How to complete this task:
Give back the records in their entirety, exactly.

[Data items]
= = = = =
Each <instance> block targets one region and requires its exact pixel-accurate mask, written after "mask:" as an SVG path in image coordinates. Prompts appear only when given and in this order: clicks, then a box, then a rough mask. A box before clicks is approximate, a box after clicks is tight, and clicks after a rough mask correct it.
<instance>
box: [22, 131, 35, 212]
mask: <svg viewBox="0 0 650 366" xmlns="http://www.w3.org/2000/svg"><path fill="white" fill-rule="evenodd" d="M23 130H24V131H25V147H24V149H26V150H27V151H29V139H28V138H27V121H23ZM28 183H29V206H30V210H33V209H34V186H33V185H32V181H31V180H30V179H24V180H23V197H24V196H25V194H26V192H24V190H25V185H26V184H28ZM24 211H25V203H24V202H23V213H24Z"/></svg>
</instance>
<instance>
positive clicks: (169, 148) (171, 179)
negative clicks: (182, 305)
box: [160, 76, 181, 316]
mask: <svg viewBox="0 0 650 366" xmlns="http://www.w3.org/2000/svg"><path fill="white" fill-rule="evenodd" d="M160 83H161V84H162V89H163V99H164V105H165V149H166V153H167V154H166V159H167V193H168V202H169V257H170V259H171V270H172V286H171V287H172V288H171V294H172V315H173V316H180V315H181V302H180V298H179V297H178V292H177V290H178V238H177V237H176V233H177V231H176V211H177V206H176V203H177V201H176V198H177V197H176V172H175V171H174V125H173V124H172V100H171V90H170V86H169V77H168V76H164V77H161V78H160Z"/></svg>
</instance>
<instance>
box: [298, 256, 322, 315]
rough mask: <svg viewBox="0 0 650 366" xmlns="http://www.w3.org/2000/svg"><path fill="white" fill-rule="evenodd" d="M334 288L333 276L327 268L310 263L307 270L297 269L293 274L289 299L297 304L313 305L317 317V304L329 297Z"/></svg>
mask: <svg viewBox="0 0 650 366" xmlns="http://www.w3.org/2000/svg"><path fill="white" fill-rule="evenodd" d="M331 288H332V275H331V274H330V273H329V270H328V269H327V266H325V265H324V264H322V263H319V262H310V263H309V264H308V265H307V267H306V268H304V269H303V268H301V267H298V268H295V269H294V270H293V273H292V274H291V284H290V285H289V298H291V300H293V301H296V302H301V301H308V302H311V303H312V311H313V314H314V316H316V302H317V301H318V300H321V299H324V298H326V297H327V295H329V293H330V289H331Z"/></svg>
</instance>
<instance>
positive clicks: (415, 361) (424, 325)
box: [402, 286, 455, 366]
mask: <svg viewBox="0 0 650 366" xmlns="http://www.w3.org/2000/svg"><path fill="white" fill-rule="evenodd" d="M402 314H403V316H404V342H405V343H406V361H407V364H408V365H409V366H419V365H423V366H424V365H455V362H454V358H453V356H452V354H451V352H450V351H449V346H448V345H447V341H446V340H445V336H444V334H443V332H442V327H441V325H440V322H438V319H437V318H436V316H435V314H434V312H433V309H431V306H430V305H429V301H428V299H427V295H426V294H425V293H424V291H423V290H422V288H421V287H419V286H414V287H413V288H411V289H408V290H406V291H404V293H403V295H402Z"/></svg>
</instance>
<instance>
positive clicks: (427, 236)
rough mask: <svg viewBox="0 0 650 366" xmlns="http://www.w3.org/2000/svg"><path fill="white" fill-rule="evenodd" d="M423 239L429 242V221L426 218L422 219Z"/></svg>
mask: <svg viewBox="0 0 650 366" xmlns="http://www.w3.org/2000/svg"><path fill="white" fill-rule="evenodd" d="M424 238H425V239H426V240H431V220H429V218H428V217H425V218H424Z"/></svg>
= = = = =
Answer space:
Each <instance> block targets one region and requires its exact pixel-accurate mask, written after "mask:" as an SVG path in image coordinates. Prompts appear only when given and in this order: clicks, then a box, then a rough mask. A box before clicks is approximate, a box after clicks is tight, and clicks after a rough mask correct it.
<instance>
box: [22, 131, 35, 212]
mask: <svg viewBox="0 0 650 366" xmlns="http://www.w3.org/2000/svg"><path fill="white" fill-rule="evenodd" d="M23 130H24V131H25V147H24V149H26V150H27V151H29V139H28V138H27V121H23ZM28 183H29V206H30V210H33V209H34V186H33V185H32V181H31V180H30V179H24V180H23V197H24V196H25V194H26V192H24V190H25V185H26V184H28ZM24 211H25V203H24V202H23V213H24Z"/></svg>
</instance>
<instance>
positive clicks: (169, 148) (171, 179)
negative clicks: (182, 305)
box: [160, 76, 181, 316]
mask: <svg viewBox="0 0 650 366" xmlns="http://www.w3.org/2000/svg"><path fill="white" fill-rule="evenodd" d="M160 83H161V84H162V89H163V99H164V105H165V149H166V153H167V154H166V159H167V193H168V202H169V257H170V259H171V270H172V286H171V287H172V288H171V294H172V315H173V316H180V315H181V302H180V298H179V297H178V292H177V290H178V238H177V237H176V233H177V231H176V211H177V206H176V203H177V201H176V198H177V197H176V172H175V171H174V125H173V124H172V100H171V90H170V86H169V77H168V76H164V77H161V78H160Z"/></svg>
</instance>
<instance>
box: [298, 256, 322, 315]
rough mask: <svg viewBox="0 0 650 366" xmlns="http://www.w3.org/2000/svg"><path fill="white" fill-rule="evenodd" d="M334 288L333 276L327 268L310 263L307 270L297 269L293 274L289 299L297 304L313 305L317 317V304L329 297Z"/></svg>
mask: <svg viewBox="0 0 650 366" xmlns="http://www.w3.org/2000/svg"><path fill="white" fill-rule="evenodd" d="M331 288H332V275H331V274H330V273H329V270H328V269H327V266H325V265H324V264H322V263H319V262H310V263H309V264H308V265H307V267H306V268H304V269H303V268H301V267H298V268H295V269H294V270H293V273H292V274H291V284H290V285H289V298H291V300H293V301H296V302H301V301H308V302H311V303H312V311H313V314H314V316H316V302H317V301H318V300H321V299H324V298H326V297H327V295H329V293H330V289H331Z"/></svg>
</instance>
<instance>
positive clicks: (415, 361) (424, 325)
box: [402, 286, 455, 366]
mask: <svg viewBox="0 0 650 366" xmlns="http://www.w3.org/2000/svg"><path fill="white" fill-rule="evenodd" d="M402 314H403V316H404V342H405V343H406V361H407V364H408V365H409V366H419V365H423V366H424V365H455V362H454V358H453V356H452V354H451V352H450V351H449V346H448V345H447V341H446V340H445V336H444V334H443V332H442V327H441V325H440V322H438V319H437V318H436V316H435V314H434V312H433V309H431V306H430V305H429V301H428V299H427V295H426V294H425V293H424V291H423V290H422V288H421V287H419V286H414V287H413V288H411V289H408V290H406V291H404V293H403V295H402Z"/></svg>
</instance>
<instance>
positive clicks: (427, 236)
rough mask: <svg viewBox="0 0 650 366" xmlns="http://www.w3.org/2000/svg"><path fill="white" fill-rule="evenodd" d="M423 239L429 242V221L426 218L422 219Z"/></svg>
mask: <svg viewBox="0 0 650 366" xmlns="http://www.w3.org/2000/svg"><path fill="white" fill-rule="evenodd" d="M424 238H425V239H426V240H431V220H429V218H428V217H425V218H424Z"/></svg>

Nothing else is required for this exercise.